◆ Data to process ◆

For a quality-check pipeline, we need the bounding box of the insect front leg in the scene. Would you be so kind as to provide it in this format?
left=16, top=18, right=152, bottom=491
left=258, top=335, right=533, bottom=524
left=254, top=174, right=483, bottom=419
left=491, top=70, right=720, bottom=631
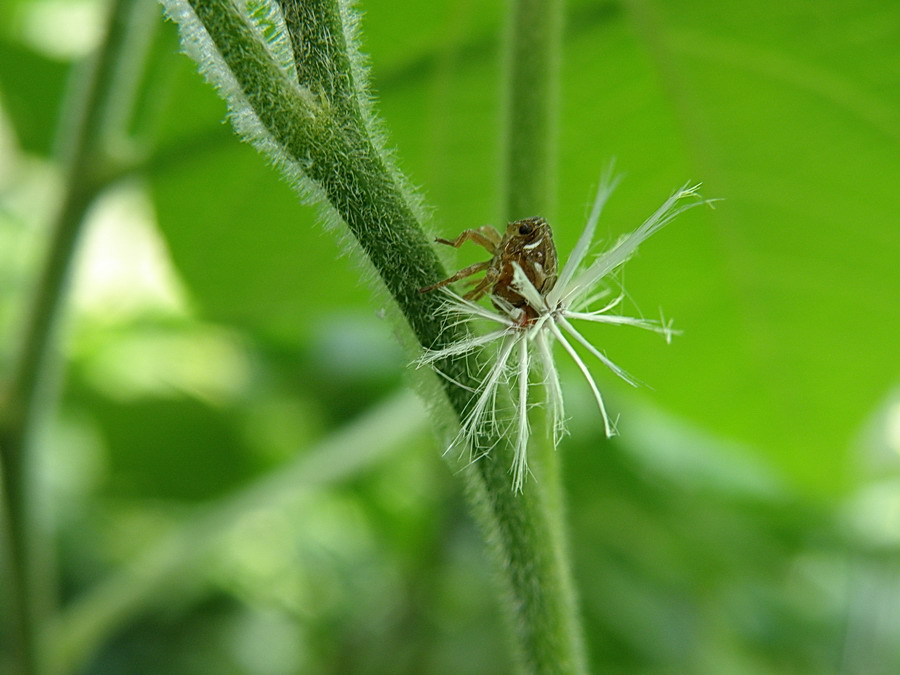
left=419, top=260, right=491, bottom=296
left=463, top=270, right=497, bottom=300
left=435, top=225, right=502, bottom=253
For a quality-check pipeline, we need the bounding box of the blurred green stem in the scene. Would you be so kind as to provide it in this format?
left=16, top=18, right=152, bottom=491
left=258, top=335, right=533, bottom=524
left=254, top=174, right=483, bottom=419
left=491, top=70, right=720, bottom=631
left=49, top=392, right=427, bottom=674
left=0, top=0, right=134, bottom=675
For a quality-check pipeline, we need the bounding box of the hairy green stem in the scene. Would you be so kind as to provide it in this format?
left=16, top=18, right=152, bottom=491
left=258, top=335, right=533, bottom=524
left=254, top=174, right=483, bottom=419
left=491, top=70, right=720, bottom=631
left=502, top=0, right=587, bottom=673
left=0, top=0, right=133, bottom=674
left=503, top=0, right=563, bottom=220
left=163, top=0, right=583, bottom=673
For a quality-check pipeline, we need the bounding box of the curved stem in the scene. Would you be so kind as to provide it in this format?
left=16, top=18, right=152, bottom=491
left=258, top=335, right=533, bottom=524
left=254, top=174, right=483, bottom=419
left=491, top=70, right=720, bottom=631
left=502, top=0, right=587, bottom=673
left=0, top=0, right=132, bottom=674
left=164, top=0, right=583, bottom=673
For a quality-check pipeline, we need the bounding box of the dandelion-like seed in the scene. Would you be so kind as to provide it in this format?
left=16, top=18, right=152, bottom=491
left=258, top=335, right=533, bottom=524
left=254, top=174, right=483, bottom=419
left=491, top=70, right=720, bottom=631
left=419, top=176, right=709, bottom=491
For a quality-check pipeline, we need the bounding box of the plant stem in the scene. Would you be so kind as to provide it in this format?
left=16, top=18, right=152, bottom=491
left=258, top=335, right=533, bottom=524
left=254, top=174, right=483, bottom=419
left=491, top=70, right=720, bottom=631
left=503, top=0, right=562, bottom=221
left=164, top=0, right=583, bottom=673
left=502, top=0, right=587, bottom=673
left=0, top=0, right=132, bottom=675
left=49, top=391, right=427, bottom=674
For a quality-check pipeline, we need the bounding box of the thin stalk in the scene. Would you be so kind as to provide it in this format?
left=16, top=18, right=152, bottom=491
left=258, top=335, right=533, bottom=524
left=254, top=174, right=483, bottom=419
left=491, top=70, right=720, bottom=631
left=502, top=0, right=587, bottom=673
left=49, top=392, right=427, bottom=674
left=0, top=0, right=139, bottom=675
left=163, top=0, right=583, bottom=673
left=503, top=0, right=562, bottom=221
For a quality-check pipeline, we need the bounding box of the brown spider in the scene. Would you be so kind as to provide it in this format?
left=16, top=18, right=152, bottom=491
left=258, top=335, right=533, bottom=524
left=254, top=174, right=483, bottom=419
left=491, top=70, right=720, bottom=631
left=419, top=218, right=557, bottom=319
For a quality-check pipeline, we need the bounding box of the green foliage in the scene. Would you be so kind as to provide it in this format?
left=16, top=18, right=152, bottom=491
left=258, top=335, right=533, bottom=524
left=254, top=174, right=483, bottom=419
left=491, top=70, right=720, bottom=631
left=0, top=0, right=900, bottom=674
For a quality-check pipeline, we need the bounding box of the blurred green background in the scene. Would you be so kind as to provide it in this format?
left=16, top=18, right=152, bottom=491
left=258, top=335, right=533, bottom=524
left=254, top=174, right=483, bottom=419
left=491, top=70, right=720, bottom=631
left=0, top=0, right=900, bottom=674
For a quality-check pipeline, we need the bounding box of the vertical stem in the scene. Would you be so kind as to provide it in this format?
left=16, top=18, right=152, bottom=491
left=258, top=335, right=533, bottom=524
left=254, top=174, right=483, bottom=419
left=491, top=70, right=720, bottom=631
left=502, top=0, right=587, bottom=672
left=503, top=0, right=562, bottom=221
left=0, top=0, right=132, bottom=675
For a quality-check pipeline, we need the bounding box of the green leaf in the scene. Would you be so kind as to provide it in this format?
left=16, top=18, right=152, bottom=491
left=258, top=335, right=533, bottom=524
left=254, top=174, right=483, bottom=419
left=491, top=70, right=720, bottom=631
left=0, top=40, right=69, bottom=156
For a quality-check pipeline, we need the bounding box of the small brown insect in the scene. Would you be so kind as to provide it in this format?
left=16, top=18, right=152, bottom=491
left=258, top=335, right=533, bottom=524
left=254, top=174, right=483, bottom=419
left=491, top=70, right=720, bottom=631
left=419, top=218, right=557, bottom=319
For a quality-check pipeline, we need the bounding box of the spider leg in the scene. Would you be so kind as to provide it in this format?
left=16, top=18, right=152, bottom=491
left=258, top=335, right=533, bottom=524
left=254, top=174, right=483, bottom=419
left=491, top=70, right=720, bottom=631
left=435, top=225, right=501, bottom=253
left=419, top=260, right=491, bottom=295
left=463, top=270, right=497, bottom=300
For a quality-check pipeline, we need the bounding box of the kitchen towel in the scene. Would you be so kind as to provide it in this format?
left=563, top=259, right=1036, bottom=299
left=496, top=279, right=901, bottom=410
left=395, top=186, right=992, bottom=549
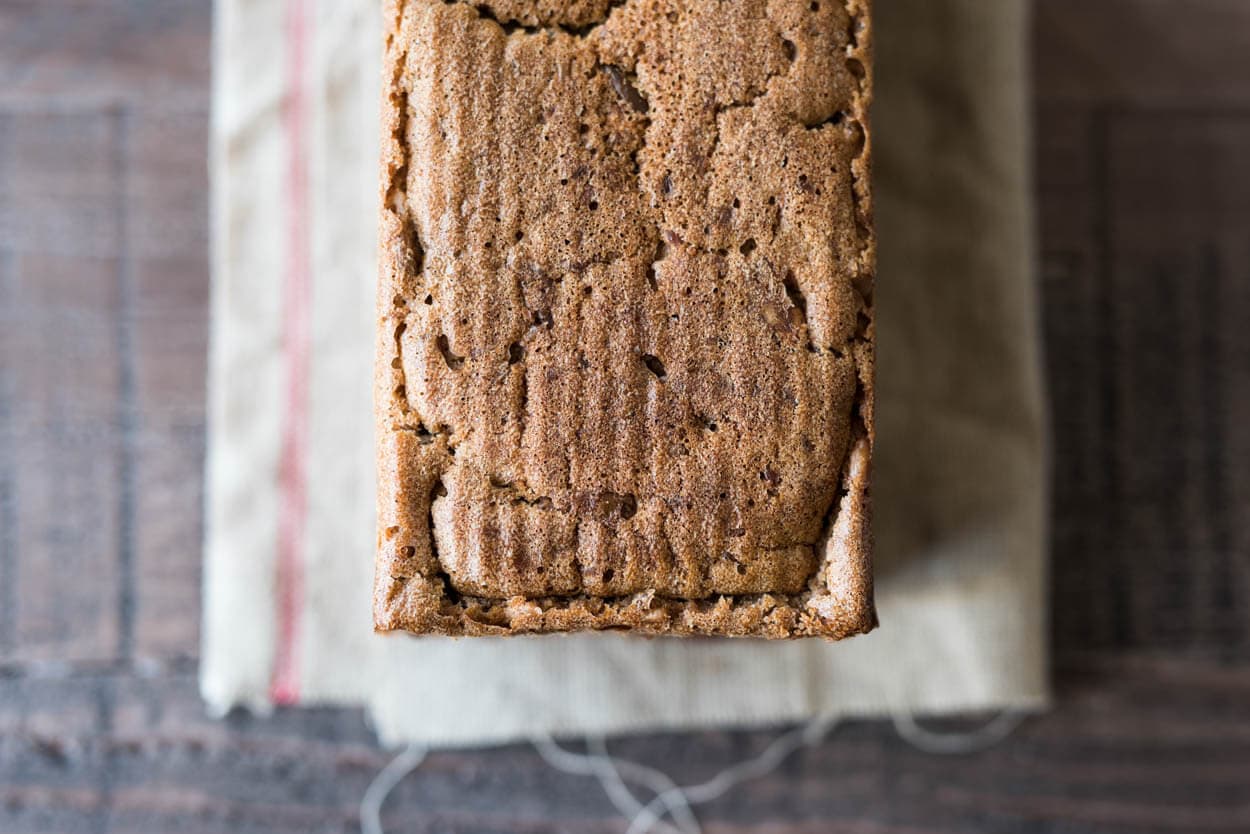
left=201, top=0, right=1048, bottom=746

◆ Prompt ◆
Write out all the lines above as a JSON list of strings, one string per line, skipping blank lines. Leave the pictures out.

◆ Completed task ◆
[
  "For a quality-check pipeline, we need the bounding box of the insect front leg in the scene. Would you be so kind as to provide it in this format?",
  "left=16, top=18, right=152, bottom=491",
  "left=258, top=335, right=533, bottom=524",
  "left=254, top=174, right=483, bottom=419",
  "left=491, top=70, right=720, bottom=631",
  "left=419, top=260, right=491, bottom=296",
  "left=463, top=270, right=497, bottom=300",
  "left=435, top=225, right=502, bottom=253",
  "For a quality-check pipeline, we need the bounding box of the blurred green stem in the scene. Would you be so kind as to provide it in this format?",
  "left=16, top=18, right=152, bottom=491",
  "left=258, top=335, right=533, bottom=524",
  "left=254, top=174, right=483, bottom=419",
  "left=491, top=70, right=720, bottom=631",
  "left=49, top=392, right=427, bottom=674",
  "left=0, top=0, right=134, bottom=675",
  "For a quality-check pipeline, we need the bounding box of the hairy green stem in the scene. Would you be so kind as to provide it in this format?",
  "left=16, top=18, right=152, bottom=491",
  "left=258, top=335, right=533, bottom=524",
  "left=254, top=174, right=483, bottom=419",
  "left=491, top=70, right=720, bottom=631",
  "left=502, top=0, right=587, bottom=673",
  "left=0, top=0, right=133, bottom=674",
  "left=503, top=0, right=563, bottom=220",
  "left=163, top=0, right=583, bottom=673",
  "For a quality-check pipeline, we need the bounding box of the curved stem in the scene. Would you be so kind as to provide it in this format?",
  "left=16, top=18, right=152, bottom=491",
  "left=258, top=335, right=533, bottom=524",
  "left=254, top=174, right=483, bottom=419",
  "left=491, top=70, right=720, bottom=631",
  "left=502, top=0, right=587, bottom=673",
  "left=0, top=0, right=132, bottom=674",
  "left=164, top=0, right=583, bottom=673",
  "For a quality-check pipeline, we need the bounding box of the dandelion-like seed in the scene. Would you be so kind as to provide it in this format?",
  "left=16, top=18, right=152, bottom=491",
  "left=258, top=335, right=533, bottom=524",
  "left=254, top=174, right=483, bottom=419",
  "left=491, top=70, right=720, bottom=631",
  "left=419, top=176, right=709, bottom=491",
  "For a quality-check pipeline, we need the bounding box of the plant stem in the scene. Would you be so kind as to provide it in this format?",
  "left=16, top=18, right=152, bottom=491",
  "left=258, top=335, right=533, bottom=524",
  "left=254, top=174, right=483, bottom=419",
  "left=491, top=70, right=720, bottom=631",
  "left=503, top=0, right=562, bottom=221",
  "left=164, top=0, right=583, bottom=673",
  "left=502, top=0, right=587, bottom=673",
  "left=0, top=0, right=132, bottom=675",
  "left=49, top=391, right=427, bottom=674",
  "For a quality-check pipeline, we need the bounding box of the thin stalk in the scene. Would you be so kind as to provide it in this format?",
  "left=16, top=18, right=152, bottom=491",
  "left=258, top=335, right=533, bottom=524",
  "left=254, top=174, right=483, bottom=419",
  "left=491, top=70, right=720, bottom=631",
  "left=502, top=0, right=587, bottom=673",
  "left=49, top=392, right=427, bottom=674",
  "left=0, top=0, right=139, bottom=675",
  "left=163, top=0, right=583, bottom=673",
  "left=503, top=0, right=562, bottom=221",
  "For a quality-check pipeline, we need the bounding box of the brown spider in the scene. Would you be so kind as to provide it in this format?",
  "left=16, top=18, right=152, bottom=491",
  "left=258, top=335, right=533, bottom=524",
  "left=254, top=174, right=483, bottom=419",
  "left=491, top=70, right=720, bottom=631",
  "left=419, top=218, right=557, bottom=319",
  "For a quality-check pipeline, we need the bounding box of the green foliage in the scene. Would you be so kind as to provide it in this format?",
  "left=16, top=18, right=152, bottom=491",
  "left=258, top=335, right=533, bottom=524",
  "left=254, top=174, right=483, bottom=419",
  "left=491, top=70, right=720, bottom=631",
  "left=0, top=0, right=900, bottom=674",
  "For a quality-check pipeline, we need the bounding box of the blurred green background in the scene. Would you be so kind as to provide it in this format?",
  "left=16, top=18, right=152, bottom=491",
  "left=258, top=335, right=533, bottom=524",
  "left=254, top=174, right=483, bottom=419",
  "left=491, top=70, right=720, bottom=631",
  "left=0, top=0, right=900, bottom=674",
  "For a quality-check pipeline, we need the bounding box of the vertical stem in the scene. Would you be so kind as to provide it in this format?",
  "left=16, top=18, right=152, bottom=491",
  "left=258, top=335, right=533, bottom=524",
  "left=254, top=174, right=483, bottom=419",
  "left=491, top=70, right=720, bottom=631",
  "left=502, top=0, right=587, bottom=672",
  "left=503, top=0, right=562, bottom=221",
  "left=0, top=0, right=132, bottom=675",
  "For a quality-check pipeline, we need the bounding box of the green leaf in the scene. Would you be so kind as to provide it in this format?",
  "left=16, top=18, right=152, bottom=491",
  "left=258, top=335, right=533, bottom=524",
  "left=254, top=174, right=483, bottom=419",
  "left=491, top=70, right=720, bottom=631",
  "left=0, top=40, right=69, bottom=156",
  "For a quality-check pipeline, we need the bounding box of the small brown insect in the scene. Would you be so kind as to provide it in this format?",
  "left=16, top=18, right=152, bottom=491",
  "left=258, top=335, right=533, bottom=524",
  "left=254, top=174, right=483, bottom=419",
  "left=491, top=70, right=720, bottom=631",
  "left=419, top=218, right=557, bottom=319",
  "For a quality-check pipeline, we need the bounding box of the spider leg in the scene. Would you be so kind as to provide it in this format?",
  "left=16, top=18, right=152, bottom=491",
  "left=258, top=335, right=533, bottom=524",
  "left=254, top=174, right=483, bottom=419",
  "left=491, top=70, right=720, bottom=631",
  "left=435, top=225, right=501, bottom=253",
  "left=419, top=260, right=491, bottom=295",
  "left=463, top=270, right=497, bottom=300",
  "For a quality-check pipeline, we need the bounding box of the kitchen towel in the scene. Would you be so kind as to provide it in this format?",
  "left=563, top=259, right=1036, bottom=299",
  "left=496, top=279, right=901, bottom=410",
  "left=395, top=186, right=992, bottom=549",
  "left=201, top=0, right=1048, bottom=746"
]